THE SUPREME Court will early next month hear an appeal by a mother of two aimed at securing orders to have three embryos implanted in her, against her estranged husband’s wishes, with a view to becoming pregnant.
The appeal will be heard by a five-judge court on February 2nd next and has been listed for two days.
The case was mentioned briefly before Ms Justice Susan Denham yesterday who was told the appeal was ready to proceed.
The judge was also told that the clinic where the embryos are being stored would not take an active part in the appeal but would abide by any order made by the court.
The embryos were created after IVF treatment undertaken by the 43-year-old woman and her husband and are in frozen storage in the SIMS fertility clinic in Rathgar, Dublin.
In his November 2006 judgment dismissing the woman’s case, Mr Justice Brian McGovern ruled the embryos are not unborn within the meaning of Article 40.3.3 of the Constitution – the “right to life” amendment inserted after a referendum in 1983.
Therefore, Mr Justice McGovern said, the embryos did not attract the constitutional protection for the unborn which was set out in that amendment.
In a statement issued through her solicitor Alan Daveron shortly after the judgment was given, the woman said she was determined to appeal so the issue may finally be determined in the interests of her family and in the wider public interest.
The woman had sought to become pregnant with the embryos and claimed they were safeguarded from destruction by the constitutional amendment protecting the unborn.
In rejecting that argument, Mr Justice McGovern said he was satisfied the public who voted for protection of the unborn in the Constitution were concerned with the foetus or child in the womb and not with embryos existing outside of the womb.
It was not the function of the Irish courts to decide when human life begs, he added.
It was a matter for the Oireachtas to decide what steps should be taken to establish the legal status of embryos in vitro.
The judge said expert witnesses in the case had offered startlingly different views about when human life began and the courts had no business intervening in relation to the future of the frozen embryos.
The couple, who are separated, have two children.
They had gone together to a Dublin clinic for IVF treatment in 2001. One of their children was born after the procedure and three embryos remain in storage.
The woman sought to have them implanted in her despite the objections of her husband, who is in another relationship.
Her husband had said in evidence that he wanted no more children with his wife and was opposed to the embryos being returned to her.

::::::::::

*WHAT YOU NEED TO DO*
[1] According to the article on the frozen embryos appeal, on what date will the five-judge court hear the case?
[2] Write out the passage of the article on the frozen embryos appeal that opens with the words containing "The case was" and closes with "in Rathgar, Dublin.".

::::::::::

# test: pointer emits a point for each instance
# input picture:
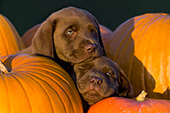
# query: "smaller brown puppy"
(101, 78)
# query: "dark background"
(24, 14)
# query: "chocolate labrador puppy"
(101, 78)
(69, 35)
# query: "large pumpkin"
(10, 41)
(141, 46)
(28, 35)
(36, 84)
(125, 105)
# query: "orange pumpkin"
(141, 46)
(125, 105)
(35, 84)
(28, 35)
(10, 40)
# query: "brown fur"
(53, 38)
(101, 78)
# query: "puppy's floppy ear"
(125, 87)
(42, 42)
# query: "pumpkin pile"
(141, 46)
(125, 105)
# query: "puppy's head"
(72, 33)
(101, 78)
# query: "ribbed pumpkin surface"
(10, 41)
(37, 85)
(141, 46)
(124, 105)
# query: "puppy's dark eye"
(69, 31)
(94, 30)
(108, 73)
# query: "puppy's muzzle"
(96, 81)
(90, 47)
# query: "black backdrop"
(24, 14)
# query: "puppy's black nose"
(89, 47)
(96, 80)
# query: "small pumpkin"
(35, 84)
(141, 46)
(126, 105)
(10, 41)
(28, 35)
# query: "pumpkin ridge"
(35, 78)
(4, 44)
(156, 22)
(9, 32)
(60, 86)
(9, 110)
(16, 78)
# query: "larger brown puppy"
(71, 35)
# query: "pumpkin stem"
(3, 69)
(141, 96)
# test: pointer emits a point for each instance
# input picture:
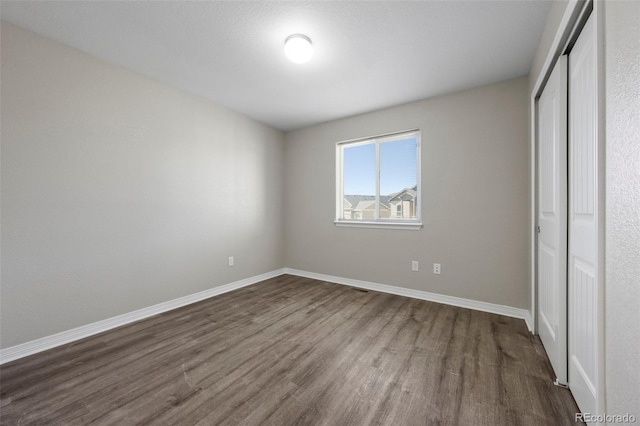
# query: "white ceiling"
(368, 54)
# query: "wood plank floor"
(293, 350)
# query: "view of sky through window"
(397, 167)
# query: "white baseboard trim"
(62, 338)
(476, 305)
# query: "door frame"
(573, 19)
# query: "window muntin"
(378, 181)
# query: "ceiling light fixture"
(298, 48)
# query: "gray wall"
(475, 198)
(119, 192)
(622, 258)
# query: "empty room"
(320, 212)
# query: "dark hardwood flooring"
(293, 350)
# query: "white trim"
(380, 224)
(557, 46)
(49, 342)
(62, 338)
(476, 305)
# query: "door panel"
(552, 219)
(583, 221)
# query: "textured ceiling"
(368, 55)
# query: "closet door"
(583, 221)
(552, 219)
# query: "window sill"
(414, 226)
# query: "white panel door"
(552, 219)
(583, 221)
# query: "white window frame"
(386, 223)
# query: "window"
(378, 181)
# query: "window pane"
(359, 180)
(398, 179)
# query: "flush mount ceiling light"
(298, 48)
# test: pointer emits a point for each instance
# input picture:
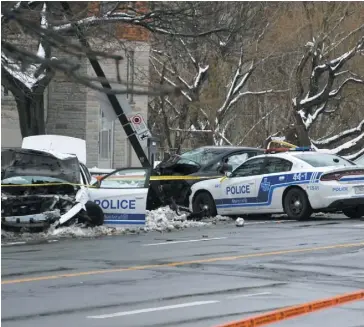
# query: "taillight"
(339, 174)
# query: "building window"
(105, 138)
(4, 91)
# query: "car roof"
(231, 148)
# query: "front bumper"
(36, 221)
(346, 203)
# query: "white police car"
(121, 193)
(297, 182)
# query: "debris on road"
(239, 222)
(161, 220)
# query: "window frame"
(146, 182)
(233, 174)
(276, 158)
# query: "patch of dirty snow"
(239, 222)
(161, 220)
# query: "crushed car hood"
(174, 166)
(24, 162)
(57, 144)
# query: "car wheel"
(296, 204)
(95, 213)
(204, 204)
(354, 213)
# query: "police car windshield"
(323, 159)
(31, 180)
(201, 156)
(360, 161)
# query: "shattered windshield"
(324, 160)
(360, 161)
(201, 156)
(31, 180)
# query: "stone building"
(74, 110)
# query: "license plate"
(359, 189)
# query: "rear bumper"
(30, 226)
(346, 203)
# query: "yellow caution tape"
(123, 178)
(288, 145)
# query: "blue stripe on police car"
(266, 188)
(116, 204)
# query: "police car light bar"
(299, 148)
(302, 148)
(276, 150)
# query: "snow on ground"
(161, 220)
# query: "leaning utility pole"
(124, 121)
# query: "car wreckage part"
(296, 204)
(203, 204)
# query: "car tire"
(354, 213)
(204, 199)
(95, 213)
(296, 204)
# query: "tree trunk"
(31, 113)
(301, 131)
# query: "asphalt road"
(196, 277)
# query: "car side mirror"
(225, 167)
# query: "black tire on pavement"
(204, 199)
(95, 213)
(296, 204)
(354, 213)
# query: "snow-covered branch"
(344, 134)
(311, 105)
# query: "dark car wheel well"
(290, 188)
(202, 191)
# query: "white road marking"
(186, 241)
(267, 222)
(28, 242)
(13, 243)
(248, 295)
(168, 307)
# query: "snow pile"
(239, 222)
(165, 219)
(161, 220)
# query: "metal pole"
(112, 98)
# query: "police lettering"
(242, 189)
(116, 204)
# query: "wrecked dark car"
(40, 189)
(208, 161)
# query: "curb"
(295, 311)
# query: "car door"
(234, 159)
(272, 183)
(238, 192)
(122, 195)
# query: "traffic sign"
(139, 125)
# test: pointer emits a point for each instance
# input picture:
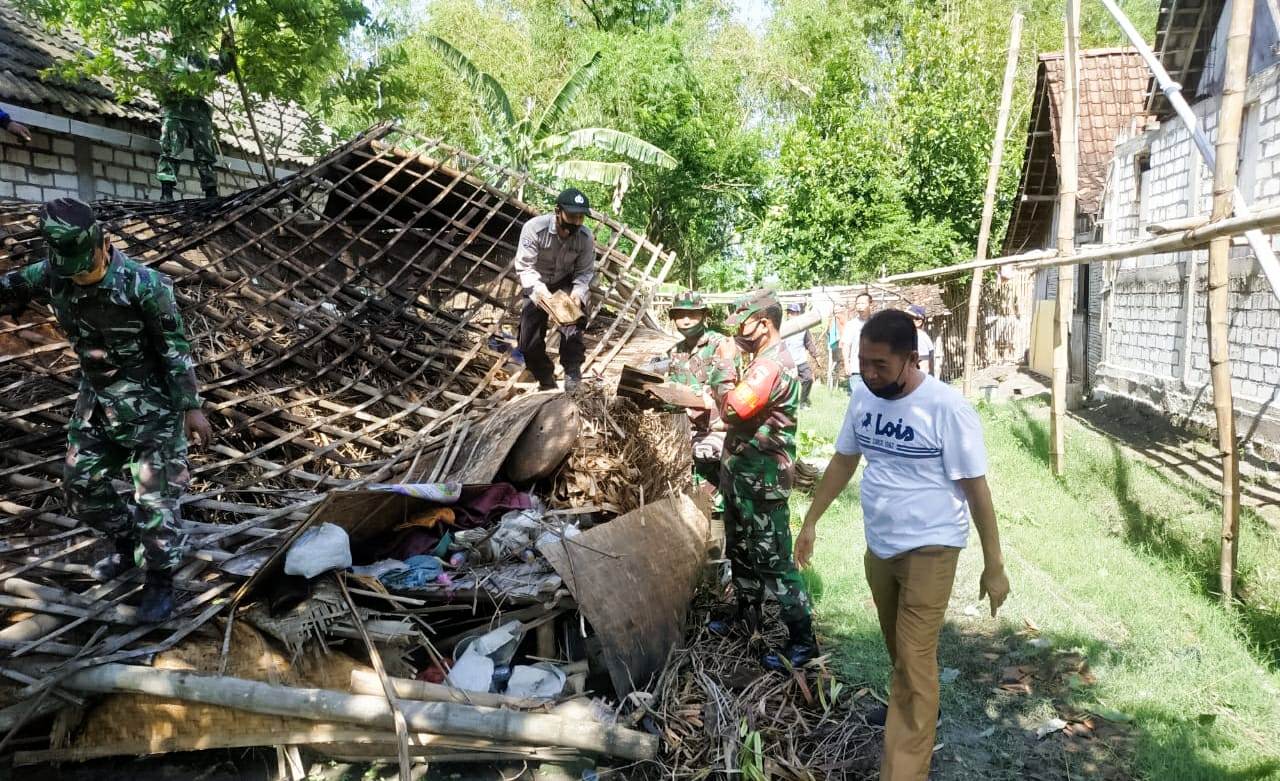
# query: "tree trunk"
(1068, 170)
(988, 202)
(323, 704)
(1219, 277)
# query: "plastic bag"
(318, 551)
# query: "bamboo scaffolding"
(988, 201)
(1230, 112)
(1068, 172)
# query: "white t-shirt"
(915, 448)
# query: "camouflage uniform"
(755, 479)
(137, 380)
(690, 365)
(187, 119)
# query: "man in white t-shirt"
(849, 339)
(924, 479)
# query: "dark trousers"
(533, 339)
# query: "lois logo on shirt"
(903, 433)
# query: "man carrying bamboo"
(187, 119)
(556, 252)
(759, 409)
(137, 402)
(689, 362)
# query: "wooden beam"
(1234, 83)
(1066, 190)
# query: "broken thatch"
(350, 323)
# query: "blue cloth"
(420, 571)
(440, 493)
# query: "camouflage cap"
(689, 300)
(750, 304)
(71, 231)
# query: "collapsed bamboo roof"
(348, 324)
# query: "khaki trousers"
(912, 592)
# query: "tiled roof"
(1112, 96)
(27, 49)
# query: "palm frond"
(492, 96)
(567, 94)
(606, 140)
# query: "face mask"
(891, 389)
(694, 332)
(752, 343)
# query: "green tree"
(531, 144)
(286, 49)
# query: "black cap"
(572, 201)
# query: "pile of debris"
(353, 329)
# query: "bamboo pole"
(1219, 279)
(1066, 190)
(988, 202)
(323, 704)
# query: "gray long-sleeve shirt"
(543, 256)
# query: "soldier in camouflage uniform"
(759, 409)
(187, 119)
(137, 401)
(688, 362)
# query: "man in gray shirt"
(557, 252)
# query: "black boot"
(745, 616)
(110, 567)
(801, 648)
(158, 598)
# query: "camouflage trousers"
(99, 451)
(758, 542)
(176, 135)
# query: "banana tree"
(533, 145)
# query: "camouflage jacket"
(759, 409)
(126, 330)
(691, 368)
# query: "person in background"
(14, 127)
(556, 252)
(801, 348)
(924, 480)
(849, 339)
(924, 345)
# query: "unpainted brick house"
(1141, 325)
(90, 144)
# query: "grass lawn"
(1112, 611)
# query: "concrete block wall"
(1155, 346)
(59, 164)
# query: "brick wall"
(59, 164)
(1153, 307)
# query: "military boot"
(110, 567)
(801, 648)
(745, 617)
(158, 599)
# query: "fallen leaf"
(1048, 727)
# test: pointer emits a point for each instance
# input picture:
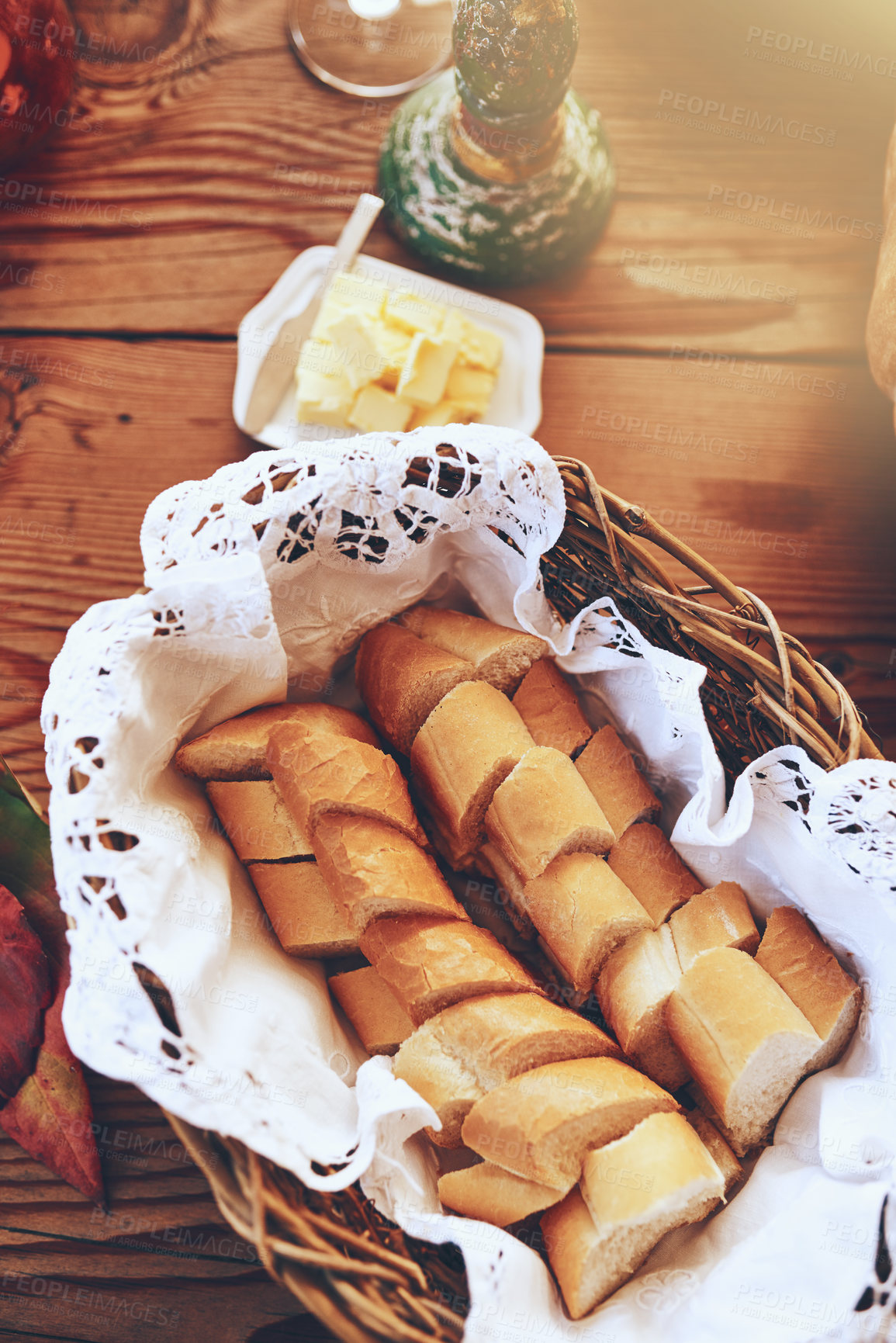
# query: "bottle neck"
(508, 151)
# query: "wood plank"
(159, 1258)
(211, 165)
(782, 474)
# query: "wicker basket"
(348, 1265)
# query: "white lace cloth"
(261, 580)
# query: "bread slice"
(237, 749)
(495, 1196)
(745, 1041)
(301, 909)
(550, 708)
(376, 872)
(715, 918)
(653, 872)
(633, 1192)
(633, 990)
(541, 1124)
(466, 747)
(469, 1049)
(500, 656)
(582, 912)
(402, 679)
(718, 1148)
(372, 1009)
(257, 819)
(431, 963)
(545, 808)
(624, 794)
(811, 977)
(325, 774)
(510, 889)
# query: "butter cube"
(391, 347)
(481, 348)
(470, 389)
(356, 354)
(378, 409)
(414, 314)
(446, 413)
(319, 356)
(324, 396)
(426, 369)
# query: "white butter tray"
(516, 402)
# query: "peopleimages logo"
(743, 123)
(826, 53)
(790, 211)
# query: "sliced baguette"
(324, 774)
(633, 1192)
(500, 656)
(550, 708)
(303, 912)
(721, 1154)
(582, 912)
(811, 977)
(431, 963)
(715, 918)
(376, 872)
(237, 749)
(469, 1049)
(545, 808)
(257, 819)
(624, 794)
(745, 1041)
(402, 679)
(495, 1196)
(466, 747)
(633, 990)
(653, 872)
(541, 1124)
(372, 1009)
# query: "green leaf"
(26, 865)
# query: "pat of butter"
(355, 347)
(446, 413)
(414, 314)
(426, 369)
(376, 409)
(391, 347)
(480, 348)
(470, 389)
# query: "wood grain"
(707, 363)
(160, 1258)
(191, 179)
(791, 494)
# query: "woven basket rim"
(374, 1284)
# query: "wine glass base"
(403, 50)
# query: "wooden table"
(707, 363)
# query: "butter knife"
(280, 362)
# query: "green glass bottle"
(497, 171)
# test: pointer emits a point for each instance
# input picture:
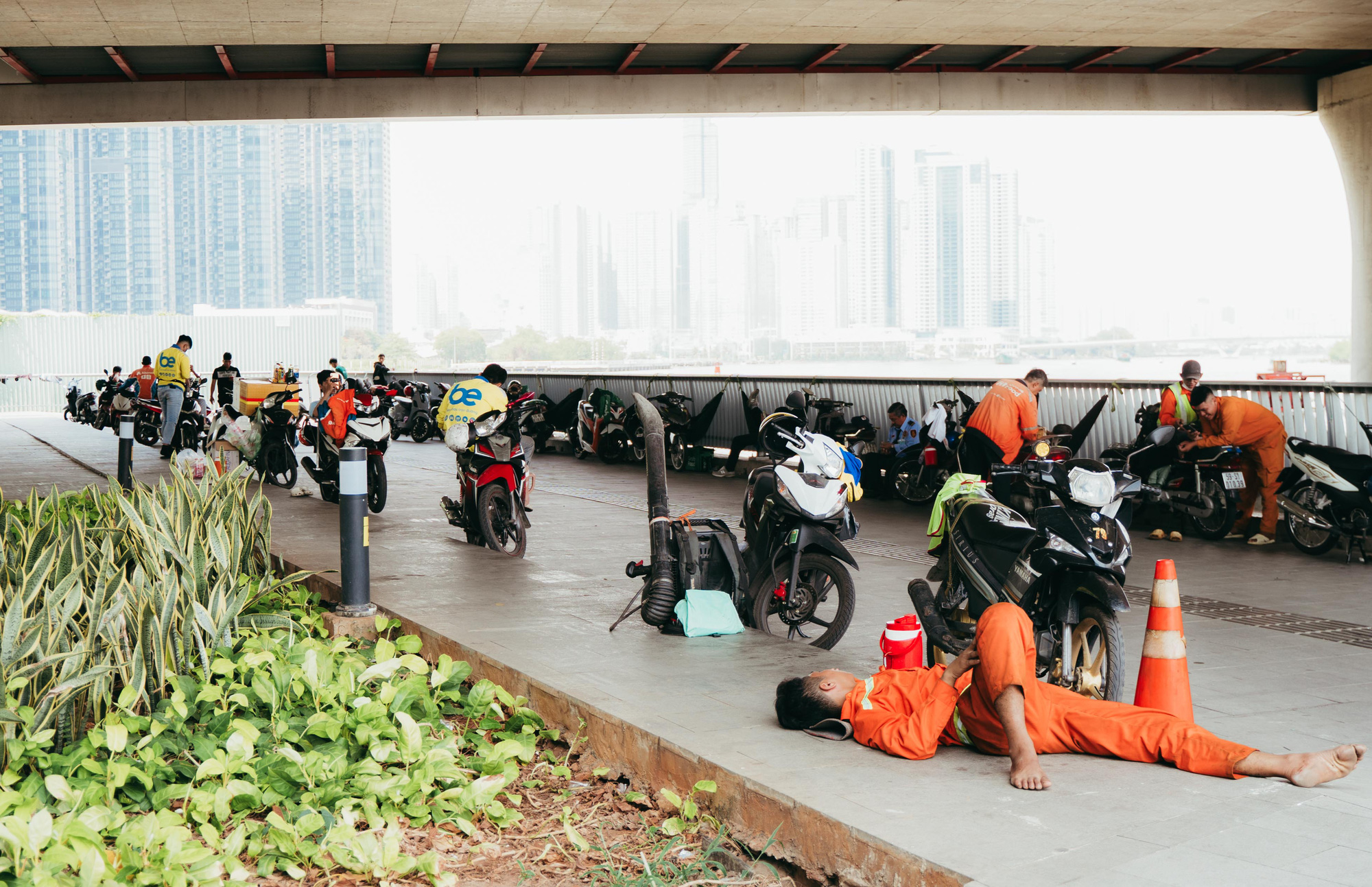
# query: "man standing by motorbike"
(1176, 399)
(1004, 421)
(1262, 437)
(174, 372)
(902, 434)
(223, 379)
(475, 397)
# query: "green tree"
(460, 345)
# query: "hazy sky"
(1152, 215)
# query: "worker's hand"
(965, 662)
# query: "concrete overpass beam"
(1347, 113)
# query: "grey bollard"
(356, 598)
(127, 452)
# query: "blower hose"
(661, 595)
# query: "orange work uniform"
(1257, 430)
(1009, 415)
(912, 713)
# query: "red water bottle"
(903, 643)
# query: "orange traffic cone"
(1163, 670)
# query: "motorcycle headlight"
(486, 426)
(1091, 488)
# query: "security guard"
(174, 372)
(473, 399)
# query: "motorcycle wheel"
(1097, 648)
(375, 484)
(1311, 540)
(1218, 525)
(501, 526)
(827, 600)
(423, 429)
(279, 466)
(917, 482)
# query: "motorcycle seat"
(1352, 466)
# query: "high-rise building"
(160, 219)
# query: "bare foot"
(1315, 768)
(1027, 773)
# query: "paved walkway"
(1104, 821)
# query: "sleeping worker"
(1002, 709)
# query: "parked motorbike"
(1067, 570)
(371, 431)
(1327, 495)
(1203, 484)
(275, 426)
(412, 411)
(798, 522)
(496, 478)
(600, 427)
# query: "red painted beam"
(123, 62)
(226, 62)
(1278, 56)
(20, 67)
(536, 57)
(919, 56)
(1182, 58)
(1015, 53)
(1100, 56)
(824, 57)
(629, 60)
(728, 58)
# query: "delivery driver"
(1004, 421)
(1002, 709)
(1176, 399)
(471, 400)
(174, 372)
(1244, 423)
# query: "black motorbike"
(412, 411)
(1067, 570)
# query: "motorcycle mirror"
(1163, 436)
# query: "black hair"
(801, 703)
(1200, 394)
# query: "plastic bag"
(705, 611)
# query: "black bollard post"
(356, 599)
(127, 452)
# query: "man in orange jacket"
(1260, 434)
(1004, 421)
(1002, 709)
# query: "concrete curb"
(827, 849)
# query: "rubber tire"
(422, 429)
(1222, 529)
(375, 484)
(1113, 639)
(484, 518)
(843, 587)
(1290, 519)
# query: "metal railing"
(1321, 412)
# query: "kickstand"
(630, 608)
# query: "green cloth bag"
(705, 611)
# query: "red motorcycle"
(495, 478)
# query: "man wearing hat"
(1176, 399)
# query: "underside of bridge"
(73, 62)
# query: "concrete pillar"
(1347, 113)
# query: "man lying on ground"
(1002, 709)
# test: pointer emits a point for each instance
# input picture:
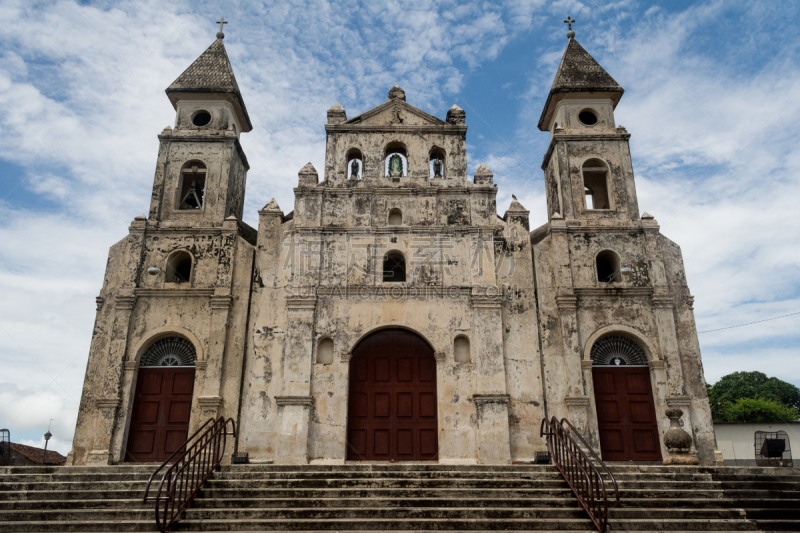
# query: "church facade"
(392, 315)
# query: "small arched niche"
(617, 350)
(461, 350)
(179, 267)
(355, 164)
(394, 267)
(437, 162)
(395, 160)
(608, 266)
(169, 351)
(395, 217)
(192, 185)
(325, 351)
(595, 184)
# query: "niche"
(325, 351)
(608, 266)
(179, 268)
(595, 184)
(395, 217)
(461, 349)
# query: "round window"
(201, 118)
(587, 117)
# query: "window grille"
(772, 449)
(617, 351)
(169, 351)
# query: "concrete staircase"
(401, 497)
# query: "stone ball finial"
(396, 93)
(456, 115)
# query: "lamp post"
(46, 440)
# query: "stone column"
(491, 401)
(108, 403)
(209, 399)
(591, 431)
(291, 446)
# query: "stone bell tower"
(588, 170)
(201, 171)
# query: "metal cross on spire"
(221, 21)
(570, 33)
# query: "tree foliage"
(753, 397)
(758, 410)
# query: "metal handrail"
(577, 433)
(578, 471)
(191, 465)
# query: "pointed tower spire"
(578, 72)
(211, 73)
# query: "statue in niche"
(395, 166)
(437, 168)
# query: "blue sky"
(711, 102)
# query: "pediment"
(396, 113)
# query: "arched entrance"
(392, 403)
(626, 414)
(162, 403)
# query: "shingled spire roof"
(210, 73)
(579, 72)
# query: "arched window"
(595, 184)
(192, 186)
(395, 217)
(461, 349)
(396, 160)
(394, 267)
(179, 267)
(325, 351)
(355, 164)
(617, 351)
(437, 162)
(169, 351)
(608, 266)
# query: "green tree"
(725, 394)
(758, 410)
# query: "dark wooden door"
(161, 409)
(626, 414)
(392, 406)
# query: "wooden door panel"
(393, 410)
(626, 414)
(160, 416)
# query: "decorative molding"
(566, 302)
(482, 399)
(576, 401)
(301, 302)
(294, 400)
(107, 403)
(124, 303)
(221, 302)
(678, 401)
(174, 293)
(662, 301)
(209, 402)
(587, 292)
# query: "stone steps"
(399, 497)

::::::::::

*ANSWERS PROVIDED*
[1] February 2nd

[2]
The case was mentioned briefly before Ms Justice Susan Denham yesterday who was told the appeal was ready to proceed.
The judge was also told that the clinic where the embryos are being stored would not take an active part in the appeal but would abide by any order made by the court.
The embryos were created after IVF treatment undertaken by the 43-year-old woman and her husband and are in frozen storage in the SIMS fertility clinic in Rathgar, Dublin.